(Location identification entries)
---*---
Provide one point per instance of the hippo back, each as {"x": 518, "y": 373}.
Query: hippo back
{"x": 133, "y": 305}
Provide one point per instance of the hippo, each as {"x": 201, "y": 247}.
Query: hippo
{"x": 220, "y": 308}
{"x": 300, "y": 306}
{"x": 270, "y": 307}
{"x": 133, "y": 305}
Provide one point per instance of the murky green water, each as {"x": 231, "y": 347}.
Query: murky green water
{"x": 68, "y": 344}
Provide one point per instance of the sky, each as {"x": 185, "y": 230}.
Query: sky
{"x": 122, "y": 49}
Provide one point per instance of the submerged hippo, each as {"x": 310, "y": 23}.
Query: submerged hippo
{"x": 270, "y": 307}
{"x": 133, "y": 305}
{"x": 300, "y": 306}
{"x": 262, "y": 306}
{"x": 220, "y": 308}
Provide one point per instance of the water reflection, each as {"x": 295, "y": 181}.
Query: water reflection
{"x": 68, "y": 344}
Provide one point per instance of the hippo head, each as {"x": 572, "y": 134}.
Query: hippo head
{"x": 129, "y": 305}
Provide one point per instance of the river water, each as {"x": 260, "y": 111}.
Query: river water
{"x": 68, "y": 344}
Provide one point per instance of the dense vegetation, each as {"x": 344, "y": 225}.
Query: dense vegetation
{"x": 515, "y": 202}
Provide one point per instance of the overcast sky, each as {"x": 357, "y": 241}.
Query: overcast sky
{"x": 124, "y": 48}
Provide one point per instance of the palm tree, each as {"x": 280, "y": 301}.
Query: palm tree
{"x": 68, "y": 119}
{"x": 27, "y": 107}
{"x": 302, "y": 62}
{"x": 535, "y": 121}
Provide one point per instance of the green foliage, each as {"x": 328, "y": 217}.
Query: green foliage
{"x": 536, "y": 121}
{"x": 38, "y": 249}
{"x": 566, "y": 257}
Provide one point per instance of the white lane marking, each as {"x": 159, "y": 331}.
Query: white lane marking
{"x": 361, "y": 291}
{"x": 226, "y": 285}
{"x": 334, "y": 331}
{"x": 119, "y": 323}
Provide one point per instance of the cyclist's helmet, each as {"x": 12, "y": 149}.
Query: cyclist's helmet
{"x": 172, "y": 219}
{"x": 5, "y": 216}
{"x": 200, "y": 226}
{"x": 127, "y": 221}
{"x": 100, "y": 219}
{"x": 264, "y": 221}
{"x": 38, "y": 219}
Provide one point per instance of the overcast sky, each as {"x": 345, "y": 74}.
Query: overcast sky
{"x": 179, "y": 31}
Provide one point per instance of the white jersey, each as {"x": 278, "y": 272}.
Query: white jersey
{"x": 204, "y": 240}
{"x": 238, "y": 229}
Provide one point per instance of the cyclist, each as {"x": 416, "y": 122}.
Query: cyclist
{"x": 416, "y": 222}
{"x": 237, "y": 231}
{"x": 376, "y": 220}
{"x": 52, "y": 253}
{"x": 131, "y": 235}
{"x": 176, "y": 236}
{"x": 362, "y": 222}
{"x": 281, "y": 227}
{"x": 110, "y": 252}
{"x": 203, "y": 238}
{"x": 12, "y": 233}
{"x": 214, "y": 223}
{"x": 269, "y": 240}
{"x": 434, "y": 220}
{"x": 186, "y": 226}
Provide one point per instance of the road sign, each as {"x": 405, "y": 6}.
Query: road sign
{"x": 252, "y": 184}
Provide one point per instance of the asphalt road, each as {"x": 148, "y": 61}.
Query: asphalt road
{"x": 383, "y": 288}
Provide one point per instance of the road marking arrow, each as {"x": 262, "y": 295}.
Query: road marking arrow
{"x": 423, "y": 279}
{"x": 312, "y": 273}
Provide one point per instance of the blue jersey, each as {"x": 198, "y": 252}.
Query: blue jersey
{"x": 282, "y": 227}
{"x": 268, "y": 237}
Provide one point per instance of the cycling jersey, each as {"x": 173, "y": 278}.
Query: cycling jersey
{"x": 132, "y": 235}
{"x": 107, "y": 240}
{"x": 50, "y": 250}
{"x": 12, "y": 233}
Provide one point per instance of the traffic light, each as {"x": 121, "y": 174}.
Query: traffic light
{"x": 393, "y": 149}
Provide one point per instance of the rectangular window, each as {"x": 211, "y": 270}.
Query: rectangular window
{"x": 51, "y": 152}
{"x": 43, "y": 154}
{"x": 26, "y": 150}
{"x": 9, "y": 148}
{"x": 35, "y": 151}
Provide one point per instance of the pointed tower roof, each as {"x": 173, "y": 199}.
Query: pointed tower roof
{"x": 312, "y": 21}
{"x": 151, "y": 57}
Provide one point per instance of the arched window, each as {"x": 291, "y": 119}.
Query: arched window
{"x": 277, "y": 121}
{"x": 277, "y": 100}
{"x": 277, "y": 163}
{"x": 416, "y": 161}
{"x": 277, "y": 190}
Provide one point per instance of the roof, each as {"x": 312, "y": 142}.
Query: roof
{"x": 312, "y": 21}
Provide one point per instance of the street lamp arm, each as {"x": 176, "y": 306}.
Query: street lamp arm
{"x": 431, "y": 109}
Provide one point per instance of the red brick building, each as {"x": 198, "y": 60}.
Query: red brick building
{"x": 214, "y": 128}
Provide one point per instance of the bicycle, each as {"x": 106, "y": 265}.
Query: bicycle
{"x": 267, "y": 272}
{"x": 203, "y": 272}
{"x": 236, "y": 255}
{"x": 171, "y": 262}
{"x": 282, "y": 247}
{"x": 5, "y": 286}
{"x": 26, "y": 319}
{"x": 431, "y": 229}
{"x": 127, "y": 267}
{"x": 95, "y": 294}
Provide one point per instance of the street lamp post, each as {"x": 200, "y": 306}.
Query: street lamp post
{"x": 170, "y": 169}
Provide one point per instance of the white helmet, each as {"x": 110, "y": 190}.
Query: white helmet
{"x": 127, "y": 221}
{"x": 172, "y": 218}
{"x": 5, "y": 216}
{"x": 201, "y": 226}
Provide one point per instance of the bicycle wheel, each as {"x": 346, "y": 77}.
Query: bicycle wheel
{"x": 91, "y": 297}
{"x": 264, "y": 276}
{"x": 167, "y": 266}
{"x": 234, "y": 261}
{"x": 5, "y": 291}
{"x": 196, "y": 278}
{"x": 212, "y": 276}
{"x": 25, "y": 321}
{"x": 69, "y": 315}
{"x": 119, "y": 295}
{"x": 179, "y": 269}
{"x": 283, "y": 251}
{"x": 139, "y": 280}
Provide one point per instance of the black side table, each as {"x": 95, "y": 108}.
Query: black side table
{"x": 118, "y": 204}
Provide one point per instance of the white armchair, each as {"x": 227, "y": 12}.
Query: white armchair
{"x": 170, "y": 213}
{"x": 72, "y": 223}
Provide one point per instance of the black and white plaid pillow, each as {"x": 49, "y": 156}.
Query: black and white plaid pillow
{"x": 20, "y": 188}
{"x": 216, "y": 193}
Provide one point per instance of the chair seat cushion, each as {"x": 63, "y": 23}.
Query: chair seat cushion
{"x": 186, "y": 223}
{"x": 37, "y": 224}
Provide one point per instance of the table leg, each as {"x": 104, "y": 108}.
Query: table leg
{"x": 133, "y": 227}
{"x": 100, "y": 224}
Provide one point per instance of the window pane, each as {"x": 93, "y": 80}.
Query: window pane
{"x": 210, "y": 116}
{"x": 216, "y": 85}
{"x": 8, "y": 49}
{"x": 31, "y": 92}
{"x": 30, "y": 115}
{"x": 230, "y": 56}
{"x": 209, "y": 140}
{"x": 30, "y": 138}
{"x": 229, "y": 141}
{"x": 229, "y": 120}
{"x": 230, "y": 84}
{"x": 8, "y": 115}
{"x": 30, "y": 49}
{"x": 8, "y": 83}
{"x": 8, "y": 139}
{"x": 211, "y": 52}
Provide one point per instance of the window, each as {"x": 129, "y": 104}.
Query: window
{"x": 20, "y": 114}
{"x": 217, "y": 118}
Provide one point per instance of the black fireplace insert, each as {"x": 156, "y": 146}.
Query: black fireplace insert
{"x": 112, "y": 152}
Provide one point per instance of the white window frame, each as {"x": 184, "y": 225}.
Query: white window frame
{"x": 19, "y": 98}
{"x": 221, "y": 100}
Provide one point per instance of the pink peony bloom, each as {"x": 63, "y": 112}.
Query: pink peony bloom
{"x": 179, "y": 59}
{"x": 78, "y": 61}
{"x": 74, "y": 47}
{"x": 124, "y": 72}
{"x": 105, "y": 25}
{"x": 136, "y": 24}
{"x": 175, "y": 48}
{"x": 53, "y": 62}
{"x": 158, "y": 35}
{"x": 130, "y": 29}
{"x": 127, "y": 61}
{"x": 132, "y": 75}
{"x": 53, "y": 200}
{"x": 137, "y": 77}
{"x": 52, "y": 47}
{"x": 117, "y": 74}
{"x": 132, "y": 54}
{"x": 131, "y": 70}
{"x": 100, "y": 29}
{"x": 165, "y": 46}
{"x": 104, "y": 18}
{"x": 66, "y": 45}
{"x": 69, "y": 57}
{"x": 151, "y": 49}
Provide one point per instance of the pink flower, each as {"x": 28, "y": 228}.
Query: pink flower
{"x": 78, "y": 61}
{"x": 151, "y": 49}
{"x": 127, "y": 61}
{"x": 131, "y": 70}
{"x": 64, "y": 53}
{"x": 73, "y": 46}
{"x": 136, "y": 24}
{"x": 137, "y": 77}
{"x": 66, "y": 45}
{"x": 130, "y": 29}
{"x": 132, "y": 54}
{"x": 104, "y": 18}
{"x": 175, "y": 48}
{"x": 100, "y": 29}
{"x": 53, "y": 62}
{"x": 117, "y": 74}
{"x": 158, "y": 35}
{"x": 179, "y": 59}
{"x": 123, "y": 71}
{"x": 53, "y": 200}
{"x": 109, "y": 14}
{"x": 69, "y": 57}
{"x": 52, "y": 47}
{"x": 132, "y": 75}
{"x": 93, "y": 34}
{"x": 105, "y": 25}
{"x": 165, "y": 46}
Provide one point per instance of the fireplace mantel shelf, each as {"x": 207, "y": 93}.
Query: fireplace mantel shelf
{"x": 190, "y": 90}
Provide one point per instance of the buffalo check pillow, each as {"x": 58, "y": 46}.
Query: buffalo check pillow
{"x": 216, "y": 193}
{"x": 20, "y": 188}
---*---
### Goal
Repeat only what runs from the line holding "Provide one point per instance of the pink flower, each" to the end of the data, keeping every line exactly as written, first and last included.

### Correct response
Provide one point per instance of the pink flower, each as {"x": 28, "y": 228}.
Query: pink flower
{"x": 78, "y": 61}
{"x": 151, "y": 49}
{"x": 127, "y": 61}
{"x": 131, "y": 70}
{"x": 64, "y": 53}
{"x": 73, "y": 46}
{"x": 136, "y": 24}
{"x": 137, "y": 77}
{"x": 66, "y": 45}
{"x": 130, "y": 29}
{"x": 132, "y": 54}
{"x": 104, "y": 18}
{"x": 175, "y": 48}
{"x": 100, "y": 29}
{"x": 53, "y": 62}
{"x": 117, "y": 74}
{"x": 158, "y": 35}
{"x": 179, "y": 59}
{"x": 123, "y": 71}
{"x": 53, "y": 200}
{"x": 109, "y": 14}
{"x": 69, "y": 57}
{"x": 52, "y": 47}
{"x": 132, "y": 75}
{"x": 93, "y": 34}
{"x": 105, "y": 25}
{"x": 165, "y": 46}
Provide one point per instance of the fireplace mantel shelf, each as {"x": 207, "y": 93}.
Query: fireplace mantel shelf
{"x": 190, "y": 90}
Provide one point per instance of the buffalo check pillow, each as {"x": 58, "y": 46}.
Query: buffalo check pillow
{"x": 216, "y": 193}
{"x": 20, "y": 188}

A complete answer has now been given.